§ REQUIRED ACTION: Whenever a line below holds the word "query", copy that line.

§ INPUT RECORDS:
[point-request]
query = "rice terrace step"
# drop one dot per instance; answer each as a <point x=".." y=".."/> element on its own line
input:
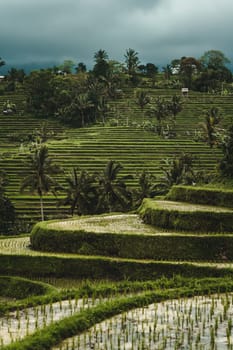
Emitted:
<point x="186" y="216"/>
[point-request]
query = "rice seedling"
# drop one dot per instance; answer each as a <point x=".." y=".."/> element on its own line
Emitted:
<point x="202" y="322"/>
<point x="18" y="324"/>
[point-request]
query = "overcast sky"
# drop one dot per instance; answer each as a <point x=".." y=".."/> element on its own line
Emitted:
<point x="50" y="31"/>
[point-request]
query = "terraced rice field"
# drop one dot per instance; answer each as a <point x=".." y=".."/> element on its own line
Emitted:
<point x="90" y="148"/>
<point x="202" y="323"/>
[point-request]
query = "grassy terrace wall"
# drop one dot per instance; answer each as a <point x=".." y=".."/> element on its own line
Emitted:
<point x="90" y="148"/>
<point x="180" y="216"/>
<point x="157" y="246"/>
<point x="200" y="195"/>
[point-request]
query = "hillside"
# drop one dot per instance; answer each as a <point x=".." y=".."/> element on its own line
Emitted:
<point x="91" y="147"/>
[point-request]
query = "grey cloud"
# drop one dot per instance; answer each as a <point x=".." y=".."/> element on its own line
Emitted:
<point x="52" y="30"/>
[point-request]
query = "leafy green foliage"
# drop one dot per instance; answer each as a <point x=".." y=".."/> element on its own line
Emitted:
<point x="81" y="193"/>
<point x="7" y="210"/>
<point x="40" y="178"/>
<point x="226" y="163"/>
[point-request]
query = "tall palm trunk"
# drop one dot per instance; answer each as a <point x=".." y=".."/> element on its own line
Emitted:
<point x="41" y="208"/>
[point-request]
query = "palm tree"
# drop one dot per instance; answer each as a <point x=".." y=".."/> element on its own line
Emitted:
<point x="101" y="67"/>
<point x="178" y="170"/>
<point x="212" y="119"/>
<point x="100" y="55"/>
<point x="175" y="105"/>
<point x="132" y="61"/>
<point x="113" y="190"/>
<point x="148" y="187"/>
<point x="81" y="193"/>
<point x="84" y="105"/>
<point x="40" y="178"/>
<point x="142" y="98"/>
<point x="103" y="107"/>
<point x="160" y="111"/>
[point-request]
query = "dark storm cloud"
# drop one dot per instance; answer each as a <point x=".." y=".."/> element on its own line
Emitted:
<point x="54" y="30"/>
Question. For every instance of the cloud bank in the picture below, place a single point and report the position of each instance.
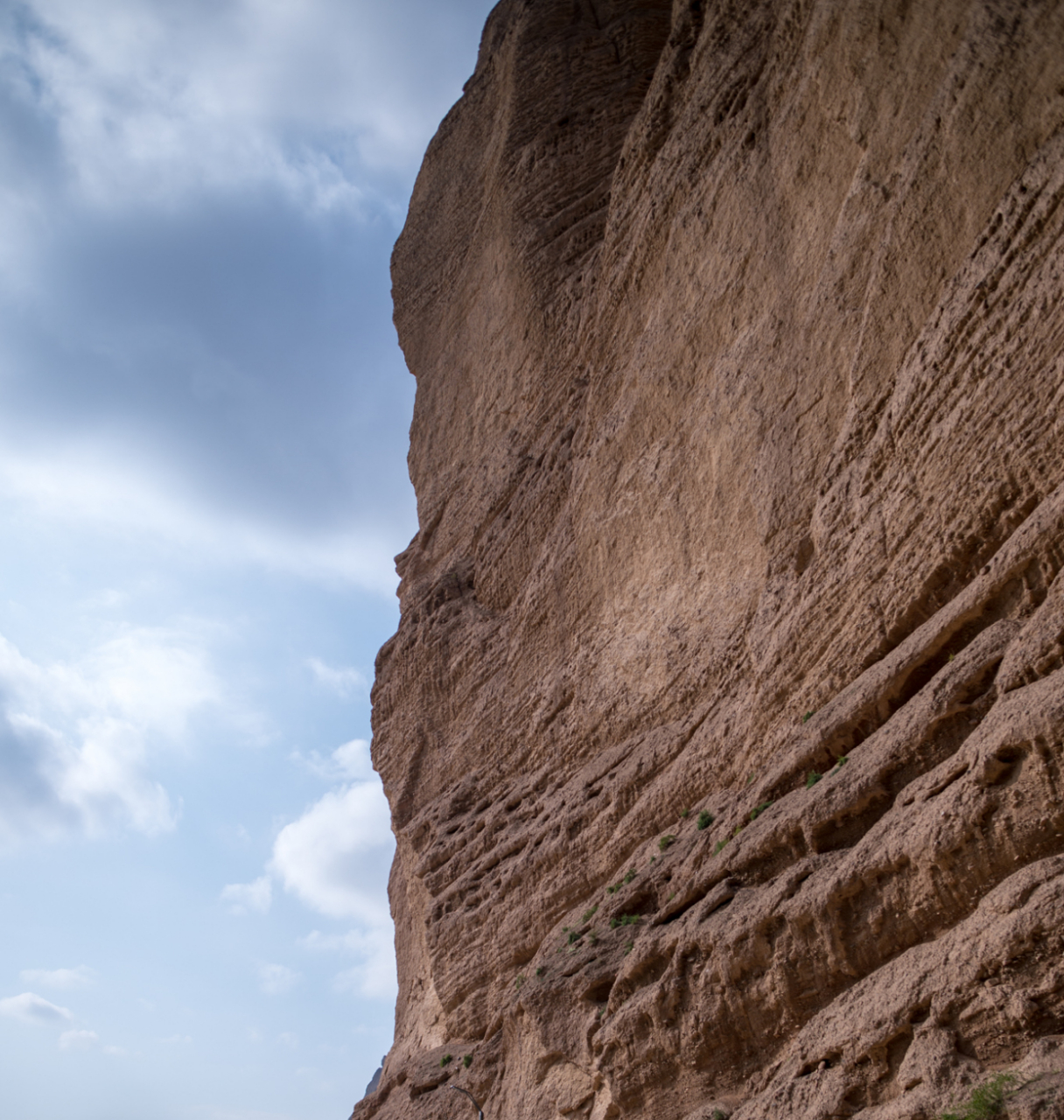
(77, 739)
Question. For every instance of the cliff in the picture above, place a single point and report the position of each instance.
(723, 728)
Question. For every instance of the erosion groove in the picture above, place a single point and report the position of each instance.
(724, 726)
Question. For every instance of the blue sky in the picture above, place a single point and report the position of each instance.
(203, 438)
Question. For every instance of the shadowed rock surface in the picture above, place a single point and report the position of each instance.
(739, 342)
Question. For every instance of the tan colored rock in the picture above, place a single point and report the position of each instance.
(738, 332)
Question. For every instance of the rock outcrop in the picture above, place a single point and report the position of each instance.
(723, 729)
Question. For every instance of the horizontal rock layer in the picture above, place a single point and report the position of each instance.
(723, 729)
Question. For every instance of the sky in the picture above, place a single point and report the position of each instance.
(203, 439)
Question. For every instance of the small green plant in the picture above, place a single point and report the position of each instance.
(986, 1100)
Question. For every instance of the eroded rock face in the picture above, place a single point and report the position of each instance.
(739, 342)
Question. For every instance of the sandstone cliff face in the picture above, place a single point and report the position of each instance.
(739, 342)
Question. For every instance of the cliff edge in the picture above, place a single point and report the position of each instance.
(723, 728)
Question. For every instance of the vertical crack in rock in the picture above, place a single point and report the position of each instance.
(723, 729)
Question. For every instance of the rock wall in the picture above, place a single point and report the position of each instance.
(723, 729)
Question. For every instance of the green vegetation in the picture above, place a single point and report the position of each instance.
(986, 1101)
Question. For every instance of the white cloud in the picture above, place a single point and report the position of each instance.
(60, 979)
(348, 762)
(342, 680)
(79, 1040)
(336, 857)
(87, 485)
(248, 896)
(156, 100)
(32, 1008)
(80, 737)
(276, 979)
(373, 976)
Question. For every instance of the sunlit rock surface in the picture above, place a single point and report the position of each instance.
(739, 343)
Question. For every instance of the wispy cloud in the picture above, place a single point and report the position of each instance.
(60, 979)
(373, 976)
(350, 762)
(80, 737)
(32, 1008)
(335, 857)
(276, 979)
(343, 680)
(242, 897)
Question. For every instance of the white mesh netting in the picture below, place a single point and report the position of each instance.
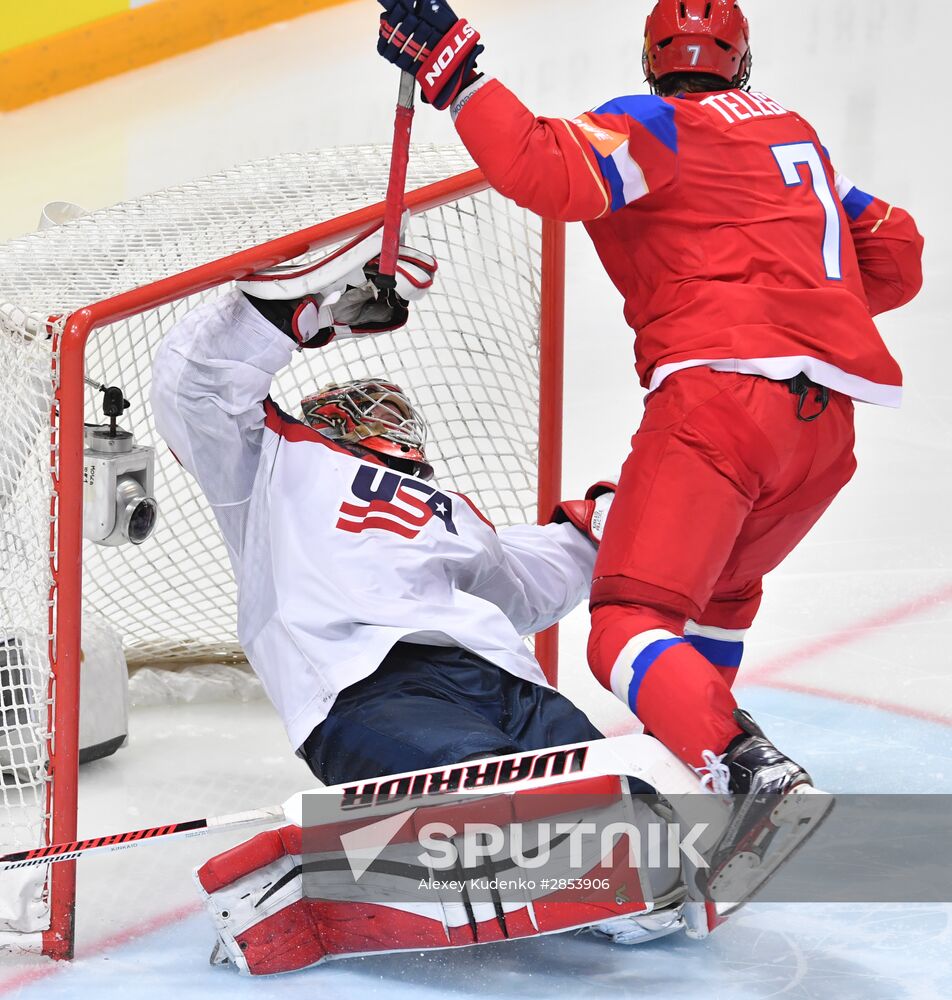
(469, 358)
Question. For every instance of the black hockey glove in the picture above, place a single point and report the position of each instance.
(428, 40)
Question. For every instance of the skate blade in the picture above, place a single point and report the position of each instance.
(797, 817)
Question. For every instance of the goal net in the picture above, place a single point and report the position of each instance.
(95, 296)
...
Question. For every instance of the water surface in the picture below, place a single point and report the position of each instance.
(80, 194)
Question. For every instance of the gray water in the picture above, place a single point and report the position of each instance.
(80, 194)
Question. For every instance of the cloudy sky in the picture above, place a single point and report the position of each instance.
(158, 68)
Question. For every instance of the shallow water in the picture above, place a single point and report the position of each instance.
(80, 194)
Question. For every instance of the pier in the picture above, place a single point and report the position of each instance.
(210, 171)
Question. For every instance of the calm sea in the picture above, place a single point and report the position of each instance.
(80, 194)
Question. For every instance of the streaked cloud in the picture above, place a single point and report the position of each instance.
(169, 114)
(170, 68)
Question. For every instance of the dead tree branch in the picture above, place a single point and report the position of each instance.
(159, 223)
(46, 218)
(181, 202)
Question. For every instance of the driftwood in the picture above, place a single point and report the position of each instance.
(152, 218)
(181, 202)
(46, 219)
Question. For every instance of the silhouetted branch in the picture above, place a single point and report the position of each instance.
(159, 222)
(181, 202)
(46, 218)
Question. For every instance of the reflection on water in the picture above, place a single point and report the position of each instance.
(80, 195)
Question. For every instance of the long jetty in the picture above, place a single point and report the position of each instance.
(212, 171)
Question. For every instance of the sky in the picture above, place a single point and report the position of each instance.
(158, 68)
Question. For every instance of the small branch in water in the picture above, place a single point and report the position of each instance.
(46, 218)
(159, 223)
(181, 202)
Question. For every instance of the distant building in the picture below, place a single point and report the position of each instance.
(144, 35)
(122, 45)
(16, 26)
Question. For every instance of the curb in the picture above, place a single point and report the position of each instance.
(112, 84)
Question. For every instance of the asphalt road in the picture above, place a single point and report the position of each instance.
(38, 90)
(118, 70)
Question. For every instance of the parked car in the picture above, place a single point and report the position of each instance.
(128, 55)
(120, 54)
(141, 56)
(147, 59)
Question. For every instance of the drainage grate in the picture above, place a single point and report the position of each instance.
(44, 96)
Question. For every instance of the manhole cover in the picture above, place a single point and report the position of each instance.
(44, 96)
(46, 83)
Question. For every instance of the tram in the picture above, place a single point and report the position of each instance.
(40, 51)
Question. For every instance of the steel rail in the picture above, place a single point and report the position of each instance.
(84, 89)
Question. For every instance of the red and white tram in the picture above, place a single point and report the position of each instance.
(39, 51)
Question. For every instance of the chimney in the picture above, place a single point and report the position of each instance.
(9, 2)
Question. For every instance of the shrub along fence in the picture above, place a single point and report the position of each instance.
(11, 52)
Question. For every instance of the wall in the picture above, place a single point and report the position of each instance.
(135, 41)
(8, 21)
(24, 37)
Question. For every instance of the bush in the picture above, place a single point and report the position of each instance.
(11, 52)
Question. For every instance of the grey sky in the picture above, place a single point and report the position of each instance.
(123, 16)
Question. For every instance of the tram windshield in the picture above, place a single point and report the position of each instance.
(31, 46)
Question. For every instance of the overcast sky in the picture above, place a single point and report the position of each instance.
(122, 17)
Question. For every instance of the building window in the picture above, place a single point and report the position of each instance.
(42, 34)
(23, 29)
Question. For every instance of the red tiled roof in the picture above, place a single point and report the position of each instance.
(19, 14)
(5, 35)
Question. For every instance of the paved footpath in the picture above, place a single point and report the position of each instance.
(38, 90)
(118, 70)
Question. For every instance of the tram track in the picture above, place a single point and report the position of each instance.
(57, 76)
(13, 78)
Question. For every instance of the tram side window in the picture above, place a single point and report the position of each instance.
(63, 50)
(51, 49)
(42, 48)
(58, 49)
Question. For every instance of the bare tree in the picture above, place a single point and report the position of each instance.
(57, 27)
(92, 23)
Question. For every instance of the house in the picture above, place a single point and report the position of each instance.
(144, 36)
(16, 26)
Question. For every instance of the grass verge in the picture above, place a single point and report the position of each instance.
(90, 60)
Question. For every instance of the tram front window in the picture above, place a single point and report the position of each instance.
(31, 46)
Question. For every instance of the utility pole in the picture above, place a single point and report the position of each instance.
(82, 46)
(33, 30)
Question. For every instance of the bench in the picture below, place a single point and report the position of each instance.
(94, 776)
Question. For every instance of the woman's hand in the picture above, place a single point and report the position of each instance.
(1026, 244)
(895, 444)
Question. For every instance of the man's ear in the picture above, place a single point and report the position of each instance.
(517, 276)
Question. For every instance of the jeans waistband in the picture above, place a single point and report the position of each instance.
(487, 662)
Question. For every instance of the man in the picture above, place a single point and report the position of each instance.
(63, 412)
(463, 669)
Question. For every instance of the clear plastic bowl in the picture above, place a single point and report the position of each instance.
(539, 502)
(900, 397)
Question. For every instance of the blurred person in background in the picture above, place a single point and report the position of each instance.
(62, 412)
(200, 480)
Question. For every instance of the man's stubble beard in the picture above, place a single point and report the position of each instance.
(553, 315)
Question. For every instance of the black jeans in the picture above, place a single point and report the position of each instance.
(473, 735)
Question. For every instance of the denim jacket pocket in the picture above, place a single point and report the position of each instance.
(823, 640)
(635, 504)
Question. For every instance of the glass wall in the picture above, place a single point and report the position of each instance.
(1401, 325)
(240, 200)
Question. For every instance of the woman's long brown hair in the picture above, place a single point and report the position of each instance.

§ THE COMPLETED TASK:
query = "rice terrace step"
query = "rice seedling"
query = "overcast sky"
query = "terraced rice field"
query = "grassy terrace wall"
query = "hillside"
query = "grey cloud"
query = "leafy green foliage"
query = "tall palm trunk"
query = "palm tree"
query = "dark storm cloud"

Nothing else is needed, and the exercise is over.